● ПРИВЕДЁННЫЙ ОТРЫВОК:
+---+

Испепелённый

Брюсов Валерий Яковлевич

Закладки
Размер шрифта
A   A+   A++
Cкачать
Читать
Испепелённый (Брюсов Валерий)

I

Если бы мы пожелали определить основную черту души Гоголя, ту faculte maitresse, которая господствует и в его творчестве, и в его жизни, – мы должны были бы назвать стремление к преувеличению, к гиперболе. После критических работ В. Розанова и Д. Мережковского [1] невозможно более смотреть на Гоголя, как на последовательного реалиста, в произведениях которого необыкновенно верно и точно отражена русская действительность его времени. Напротив того, Гоголь, хотя и порывался быть добросовестным бытописателем окружавшей его жизни, всегда, в своем творчестве, оставался мечтателем, фантастом и, в сущности, воплощал в своих произведениях только идеальный мир своих видений. Как фантастические повести Гоголя, так и его реалистические поэмы – равно создания мечтателя, уединенного в своем воображении, отделенного ото всего мира непреодолимой стеной своей грезы.

+---+

Что в приведённом отрывке названо основной чертой души Гоголя?

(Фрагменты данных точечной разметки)
+---+

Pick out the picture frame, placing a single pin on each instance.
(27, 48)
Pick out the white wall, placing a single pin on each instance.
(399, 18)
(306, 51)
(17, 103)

+---+

● ВЕРНЫЙ ОТВЕТ: Стремление к преувеличению, к гиперболе.